Gather every line in the rows below that contains the string "rough".

** Data for processing follows **

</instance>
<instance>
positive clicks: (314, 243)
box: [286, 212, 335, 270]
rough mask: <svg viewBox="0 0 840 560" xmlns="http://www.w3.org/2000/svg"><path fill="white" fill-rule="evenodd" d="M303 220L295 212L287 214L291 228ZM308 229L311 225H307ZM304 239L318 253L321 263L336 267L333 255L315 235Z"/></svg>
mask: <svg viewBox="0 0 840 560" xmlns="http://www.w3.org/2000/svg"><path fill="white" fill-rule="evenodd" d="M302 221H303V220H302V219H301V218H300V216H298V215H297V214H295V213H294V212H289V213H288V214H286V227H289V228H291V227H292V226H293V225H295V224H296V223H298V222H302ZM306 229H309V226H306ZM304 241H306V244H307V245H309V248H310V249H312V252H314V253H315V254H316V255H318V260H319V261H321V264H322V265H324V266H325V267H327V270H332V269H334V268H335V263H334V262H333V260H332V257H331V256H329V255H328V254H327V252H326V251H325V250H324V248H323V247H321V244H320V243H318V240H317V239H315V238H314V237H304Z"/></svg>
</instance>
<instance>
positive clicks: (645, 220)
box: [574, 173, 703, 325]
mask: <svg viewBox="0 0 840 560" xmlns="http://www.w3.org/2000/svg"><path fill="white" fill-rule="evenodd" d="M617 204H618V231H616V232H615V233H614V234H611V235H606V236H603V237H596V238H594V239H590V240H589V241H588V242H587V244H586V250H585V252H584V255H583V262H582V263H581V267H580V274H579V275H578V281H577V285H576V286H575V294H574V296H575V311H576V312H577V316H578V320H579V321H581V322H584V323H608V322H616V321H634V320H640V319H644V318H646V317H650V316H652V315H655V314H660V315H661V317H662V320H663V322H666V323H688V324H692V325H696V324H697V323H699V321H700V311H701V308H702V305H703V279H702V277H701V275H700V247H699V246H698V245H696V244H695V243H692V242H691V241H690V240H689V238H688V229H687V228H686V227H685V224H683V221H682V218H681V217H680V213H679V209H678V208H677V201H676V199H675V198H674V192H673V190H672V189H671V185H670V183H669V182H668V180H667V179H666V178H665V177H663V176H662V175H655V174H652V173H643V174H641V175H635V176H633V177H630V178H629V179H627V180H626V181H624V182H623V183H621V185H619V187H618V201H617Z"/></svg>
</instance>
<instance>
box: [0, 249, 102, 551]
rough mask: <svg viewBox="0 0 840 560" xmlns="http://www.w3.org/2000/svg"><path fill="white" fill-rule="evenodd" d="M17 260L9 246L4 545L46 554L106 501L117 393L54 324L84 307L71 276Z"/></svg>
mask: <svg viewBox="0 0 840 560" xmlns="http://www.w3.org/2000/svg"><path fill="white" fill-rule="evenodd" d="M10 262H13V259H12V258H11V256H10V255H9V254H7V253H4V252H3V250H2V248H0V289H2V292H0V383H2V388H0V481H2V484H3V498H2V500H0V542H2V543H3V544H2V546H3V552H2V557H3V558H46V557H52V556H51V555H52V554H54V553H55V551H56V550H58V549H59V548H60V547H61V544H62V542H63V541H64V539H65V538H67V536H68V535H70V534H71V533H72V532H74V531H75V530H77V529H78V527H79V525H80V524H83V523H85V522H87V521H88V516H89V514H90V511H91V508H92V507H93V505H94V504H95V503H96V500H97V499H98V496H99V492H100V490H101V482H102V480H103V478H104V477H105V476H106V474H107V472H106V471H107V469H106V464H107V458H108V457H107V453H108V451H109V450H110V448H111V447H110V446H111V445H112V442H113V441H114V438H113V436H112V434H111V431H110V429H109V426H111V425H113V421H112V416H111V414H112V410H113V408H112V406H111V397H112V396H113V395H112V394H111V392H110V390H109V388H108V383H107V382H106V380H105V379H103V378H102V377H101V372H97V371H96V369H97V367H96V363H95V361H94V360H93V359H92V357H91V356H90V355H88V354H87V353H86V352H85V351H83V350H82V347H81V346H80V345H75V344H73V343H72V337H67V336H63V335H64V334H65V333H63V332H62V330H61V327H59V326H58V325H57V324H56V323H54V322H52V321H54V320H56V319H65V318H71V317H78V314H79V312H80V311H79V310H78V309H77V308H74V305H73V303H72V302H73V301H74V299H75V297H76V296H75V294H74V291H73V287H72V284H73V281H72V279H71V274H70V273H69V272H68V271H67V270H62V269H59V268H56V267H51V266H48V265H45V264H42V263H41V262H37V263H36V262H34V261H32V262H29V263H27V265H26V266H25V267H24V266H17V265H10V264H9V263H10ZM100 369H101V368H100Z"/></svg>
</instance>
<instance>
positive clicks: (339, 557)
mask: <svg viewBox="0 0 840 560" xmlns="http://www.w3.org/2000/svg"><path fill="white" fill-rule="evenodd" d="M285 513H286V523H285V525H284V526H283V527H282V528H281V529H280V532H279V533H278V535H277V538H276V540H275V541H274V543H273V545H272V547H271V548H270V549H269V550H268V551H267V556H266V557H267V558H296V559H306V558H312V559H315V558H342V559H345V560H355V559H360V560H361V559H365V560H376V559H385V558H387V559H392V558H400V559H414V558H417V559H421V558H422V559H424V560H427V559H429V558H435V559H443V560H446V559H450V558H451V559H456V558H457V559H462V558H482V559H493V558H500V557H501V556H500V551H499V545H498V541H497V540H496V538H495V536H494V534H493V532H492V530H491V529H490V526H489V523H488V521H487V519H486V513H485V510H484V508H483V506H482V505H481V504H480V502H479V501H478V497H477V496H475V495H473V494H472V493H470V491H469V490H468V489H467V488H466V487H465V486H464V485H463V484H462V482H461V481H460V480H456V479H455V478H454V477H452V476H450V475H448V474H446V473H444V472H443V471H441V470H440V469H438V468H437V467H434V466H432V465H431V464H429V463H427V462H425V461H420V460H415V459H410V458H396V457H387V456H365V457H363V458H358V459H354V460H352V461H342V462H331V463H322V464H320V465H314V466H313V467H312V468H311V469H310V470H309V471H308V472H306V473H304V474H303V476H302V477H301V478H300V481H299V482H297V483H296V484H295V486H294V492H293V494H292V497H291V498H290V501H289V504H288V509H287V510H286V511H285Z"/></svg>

** End of Data for processing **
** Data for processing follows **

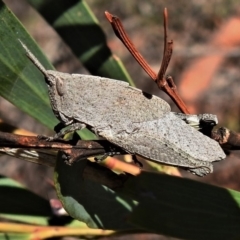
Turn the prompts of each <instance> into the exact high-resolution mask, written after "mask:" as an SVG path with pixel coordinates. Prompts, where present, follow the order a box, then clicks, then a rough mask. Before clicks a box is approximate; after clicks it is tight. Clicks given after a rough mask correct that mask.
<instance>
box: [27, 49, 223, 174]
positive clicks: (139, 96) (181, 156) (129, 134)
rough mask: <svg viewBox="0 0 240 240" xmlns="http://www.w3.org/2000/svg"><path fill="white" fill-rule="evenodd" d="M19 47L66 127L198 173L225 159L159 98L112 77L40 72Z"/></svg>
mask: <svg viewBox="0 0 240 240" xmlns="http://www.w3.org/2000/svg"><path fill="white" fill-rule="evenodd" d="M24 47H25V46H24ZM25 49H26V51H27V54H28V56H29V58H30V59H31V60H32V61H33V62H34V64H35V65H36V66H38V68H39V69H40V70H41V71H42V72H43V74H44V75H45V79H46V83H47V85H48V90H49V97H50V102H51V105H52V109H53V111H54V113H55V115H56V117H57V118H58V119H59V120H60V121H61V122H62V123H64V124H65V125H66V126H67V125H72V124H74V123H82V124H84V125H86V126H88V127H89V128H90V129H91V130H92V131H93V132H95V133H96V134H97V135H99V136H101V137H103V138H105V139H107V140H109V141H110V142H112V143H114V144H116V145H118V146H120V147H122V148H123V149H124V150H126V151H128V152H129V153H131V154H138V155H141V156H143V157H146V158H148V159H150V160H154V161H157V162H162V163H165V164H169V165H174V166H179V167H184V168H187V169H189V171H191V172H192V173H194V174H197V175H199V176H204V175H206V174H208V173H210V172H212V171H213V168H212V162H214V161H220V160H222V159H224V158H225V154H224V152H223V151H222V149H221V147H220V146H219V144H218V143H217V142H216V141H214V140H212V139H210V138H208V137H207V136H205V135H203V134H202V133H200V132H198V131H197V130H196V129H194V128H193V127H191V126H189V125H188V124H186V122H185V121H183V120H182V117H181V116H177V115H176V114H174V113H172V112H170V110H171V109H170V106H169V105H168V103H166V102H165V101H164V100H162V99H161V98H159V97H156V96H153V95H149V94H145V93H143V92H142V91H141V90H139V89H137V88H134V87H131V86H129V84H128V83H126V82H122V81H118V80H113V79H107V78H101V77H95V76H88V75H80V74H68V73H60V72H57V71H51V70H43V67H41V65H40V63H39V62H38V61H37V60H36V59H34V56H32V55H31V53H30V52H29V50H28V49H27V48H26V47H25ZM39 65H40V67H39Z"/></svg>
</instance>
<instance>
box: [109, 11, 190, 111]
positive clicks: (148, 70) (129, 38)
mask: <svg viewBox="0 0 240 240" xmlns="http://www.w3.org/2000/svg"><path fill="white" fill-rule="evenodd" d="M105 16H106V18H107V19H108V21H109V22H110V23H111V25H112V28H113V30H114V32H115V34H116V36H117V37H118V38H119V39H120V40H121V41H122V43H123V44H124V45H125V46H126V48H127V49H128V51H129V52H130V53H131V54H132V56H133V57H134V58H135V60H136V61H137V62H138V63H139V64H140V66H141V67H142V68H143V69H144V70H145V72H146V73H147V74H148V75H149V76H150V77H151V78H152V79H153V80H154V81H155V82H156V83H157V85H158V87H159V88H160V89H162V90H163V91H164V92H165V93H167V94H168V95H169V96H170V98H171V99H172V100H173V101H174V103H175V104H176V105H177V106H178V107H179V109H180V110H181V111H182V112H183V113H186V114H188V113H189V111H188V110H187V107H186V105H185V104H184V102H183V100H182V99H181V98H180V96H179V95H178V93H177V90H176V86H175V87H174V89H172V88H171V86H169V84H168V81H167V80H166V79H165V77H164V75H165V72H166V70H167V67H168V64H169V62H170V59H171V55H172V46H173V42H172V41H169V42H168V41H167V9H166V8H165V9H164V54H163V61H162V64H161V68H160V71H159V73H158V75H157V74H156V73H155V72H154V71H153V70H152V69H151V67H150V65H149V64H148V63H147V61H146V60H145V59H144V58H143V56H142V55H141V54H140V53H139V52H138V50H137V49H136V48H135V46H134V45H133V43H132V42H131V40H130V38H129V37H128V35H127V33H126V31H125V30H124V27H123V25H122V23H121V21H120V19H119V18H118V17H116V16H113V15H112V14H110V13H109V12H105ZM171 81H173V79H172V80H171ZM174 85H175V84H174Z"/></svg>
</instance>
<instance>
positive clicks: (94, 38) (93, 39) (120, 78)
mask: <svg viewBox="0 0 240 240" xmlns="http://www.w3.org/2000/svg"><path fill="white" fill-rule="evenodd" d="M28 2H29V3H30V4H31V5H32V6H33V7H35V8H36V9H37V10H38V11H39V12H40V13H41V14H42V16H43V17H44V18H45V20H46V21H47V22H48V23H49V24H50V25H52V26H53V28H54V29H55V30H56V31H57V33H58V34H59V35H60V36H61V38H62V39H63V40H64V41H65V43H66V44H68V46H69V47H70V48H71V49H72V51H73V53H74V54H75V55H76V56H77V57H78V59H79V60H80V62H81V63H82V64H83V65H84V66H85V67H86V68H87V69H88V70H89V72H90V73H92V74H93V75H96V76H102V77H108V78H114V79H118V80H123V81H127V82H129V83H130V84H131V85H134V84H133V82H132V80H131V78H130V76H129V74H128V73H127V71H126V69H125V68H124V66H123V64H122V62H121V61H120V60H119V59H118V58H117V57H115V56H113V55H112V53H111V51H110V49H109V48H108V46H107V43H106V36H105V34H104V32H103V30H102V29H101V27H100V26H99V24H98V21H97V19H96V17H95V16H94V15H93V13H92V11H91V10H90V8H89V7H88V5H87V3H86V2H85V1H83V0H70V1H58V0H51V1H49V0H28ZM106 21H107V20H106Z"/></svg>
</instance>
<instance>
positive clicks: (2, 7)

** End of Data for processing **

### Worked solution
rough mask: <svg viewBox="0 0 840 560" xmlns="http://www.w3.org/2000/svg"><path fill="white" fill-rule="evenodd" d="M303 220L295 212L287 214L291 228ZM308 229L311 225H307ZM304 239L318 253L321 263L336 267L333 255L315 235Z"/></svg>
rough mask: <svg viewBox="0 0 840 560" xmlns="http://www.w3.org/2000/svg"><path fill="white" fill-rule="evenodd" d="M17 260L9 246L4 545L46 554L106 501L117 393L54 324L84 307L71 276Z"/></svg>
Turn the prompts of each <instance> into the exact high-resolution mask, written after "mask:" as an SVG path with pixel coordinates. Prompts, where present, follow the order a box, then clicks, then a rough mask. Before clicks a box is approximate; after clicks it is tight. Clicks given after a rough mask correct that mask.
rough mask: <svg viewBox="0 0 240 240" xmlns="http://www.w3.org/2000/svg"><path fill="white" fill-rule="evenodd" d="M19 47L66 127L198 173L225 159L159 98L112 77L40 72Z"/></svg>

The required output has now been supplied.